* _What to do_:
1 - In the stack overflow passage, why was gets removed from C11?
2 - Update the stack overflow passage by writing out its text starting with "COMPRESS / DECOMPRESS" and going on through "dst, it overflows.", replacing "stack buffer" with "heap buffer".
3 - Go on with the stack overflow passage from the point where it stops.

* _Given text_:
────────────────────────────────────────

COMPRESS / DECOMPRESS
decompression is the dangerous direction. a small compressed input can decompress to a very large output. lz-family algorithms (lz4, lzma, lz77, zlib) can have expansion factors of 1000x or more with carefully crafted input. if the decompressed output goes into a stack buffer sized based on any property of the compressed data rather than a hard maximum, you’ve got an overflow waiting.
part five: the actual causes
So if you’re glossing over the code and want to smash the stack you should look out for following things:
UNSAFE FUNCTIONS
these are the ones you should grep for in any codebase:
gets(buf) — reads a line from stdin with no size limit. removed from c11 because it literally cannot be used safely. still exists in old code.
strcpy(dst, src) — copies src into dst until it hits a null terminator. no size parameter. if src is longer than dst, it overflows.
strcat(dst, src) — appends src to dst. same problem. the amount written depends on how full dst already is — so even if you checked the length of src against sizeof(dst), if dst is already half-full, you can still overflow.

────────────────────────────────────────

* _A data block_:
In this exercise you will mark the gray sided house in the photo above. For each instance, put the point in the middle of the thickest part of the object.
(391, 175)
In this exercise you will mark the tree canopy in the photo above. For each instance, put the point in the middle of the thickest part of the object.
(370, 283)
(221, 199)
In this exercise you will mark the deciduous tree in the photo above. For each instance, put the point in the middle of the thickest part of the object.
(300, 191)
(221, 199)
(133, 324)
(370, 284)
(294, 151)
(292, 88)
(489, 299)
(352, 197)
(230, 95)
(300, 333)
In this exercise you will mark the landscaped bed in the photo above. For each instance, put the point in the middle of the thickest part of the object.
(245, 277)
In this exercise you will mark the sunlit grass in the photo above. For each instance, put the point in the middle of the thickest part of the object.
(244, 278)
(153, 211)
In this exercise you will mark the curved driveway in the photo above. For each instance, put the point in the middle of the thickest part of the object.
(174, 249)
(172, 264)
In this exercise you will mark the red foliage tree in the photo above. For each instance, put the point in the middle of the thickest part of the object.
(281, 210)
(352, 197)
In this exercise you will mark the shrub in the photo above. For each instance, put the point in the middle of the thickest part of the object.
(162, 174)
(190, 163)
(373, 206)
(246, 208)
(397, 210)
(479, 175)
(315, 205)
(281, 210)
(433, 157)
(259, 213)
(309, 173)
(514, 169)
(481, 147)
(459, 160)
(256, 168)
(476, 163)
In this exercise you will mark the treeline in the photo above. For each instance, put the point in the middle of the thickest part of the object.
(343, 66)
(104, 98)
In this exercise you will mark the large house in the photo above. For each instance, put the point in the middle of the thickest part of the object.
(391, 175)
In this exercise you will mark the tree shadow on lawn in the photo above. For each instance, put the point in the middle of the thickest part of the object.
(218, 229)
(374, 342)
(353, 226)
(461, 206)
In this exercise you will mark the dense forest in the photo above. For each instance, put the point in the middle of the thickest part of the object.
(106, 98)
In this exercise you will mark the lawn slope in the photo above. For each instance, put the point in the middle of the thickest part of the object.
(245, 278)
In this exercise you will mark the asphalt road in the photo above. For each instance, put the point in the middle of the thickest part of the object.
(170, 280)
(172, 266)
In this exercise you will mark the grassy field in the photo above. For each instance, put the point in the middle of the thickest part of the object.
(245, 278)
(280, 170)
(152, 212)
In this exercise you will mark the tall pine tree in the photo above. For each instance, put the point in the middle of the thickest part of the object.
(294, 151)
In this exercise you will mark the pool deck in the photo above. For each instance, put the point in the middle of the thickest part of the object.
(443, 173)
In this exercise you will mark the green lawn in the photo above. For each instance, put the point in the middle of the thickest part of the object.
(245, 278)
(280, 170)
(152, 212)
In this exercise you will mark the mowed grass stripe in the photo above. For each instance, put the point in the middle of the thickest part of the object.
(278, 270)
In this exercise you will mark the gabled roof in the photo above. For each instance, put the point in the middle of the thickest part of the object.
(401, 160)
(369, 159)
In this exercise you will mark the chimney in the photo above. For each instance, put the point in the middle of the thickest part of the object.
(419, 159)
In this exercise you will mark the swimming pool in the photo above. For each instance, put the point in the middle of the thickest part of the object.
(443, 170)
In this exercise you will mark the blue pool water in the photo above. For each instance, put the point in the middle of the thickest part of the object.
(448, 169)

────────────────────────────────────────

* _Task-by-task results_:
1 - It was removed because it literally cannot be used safely.

2 -
COMPRESS / DECOMPRESS
decompression is the dangerous direction. a small compressed input can decompress to a very large output. lz-family algorithms (lz4, lzma, lz77, zlib) can have expansion factors of 1000x or more with carefully crafted input. if the decompressed output goes into a heap buffer sized based on any property of the compressed data rather than a hard maximum, you’ve got an overflow waiting.
part five: the actual causes
So if you’re glossing over the code and want to smash the stack you should look out for following things:
UNSAFE FUNCTIONS
these are the ones you should grep for in any codebase:
gets(buf) — reads a line from stdin with no size limit. removed from c11 because it literally cannot be used safely. still exists in old code.
strcpy(dst, src) — copies src into dst until it hits a null terminator. no size parameter. if src is longer than dst, it overflows.

3 -
sprintf(buf, fmt, …) — formats into buf with no size limit. replace with snprintf always.
scanf(“%s”, buf) — reads a whitespace-delimited token with no width limit. use “%255s” or whatever the right width is, never bare “%s”.
memcpy(dst, src, n) — has a size parameter, but the bug is when n comes from untrusted input and isnt checked against sizeof(dst) before the call.
recv(sock, buf, bufsize, flags) — bufsize should be sizeof(buf). recv(sock, buf, 4096, 0) when buf is char buf[256] overflows on any input over 256 bytes.
LOOPS WITH ATTACKERS DATA
this is subtler and easier to miss in a review:
char output[512];
int idx = 0;
while (more_input()) {
output[idx] = next_byte();
idx++; // no check: idx < 512
}
the loop advances idx based on how many iterations run. the number of iterations is controlled by the input. if the input has more than 512 bytes, idx goes past the end of output and youre writing into adjacent stack memory. this pattern shows up in character filtering loops, encoding loops, accumulator patterns.
OFF-BY-ONE
char buf[256];
if (len <= 256) { // should be < 256
memcpy(buf, data, len);
buf[len] = ‘\0’; // writes buf[256] — past the end
}
one extra byte. in some stack layouts that byte corrupts the low byte of a saved pointer or the least significant byte of the stack canary. not always exploitable. sometimes very exploitable.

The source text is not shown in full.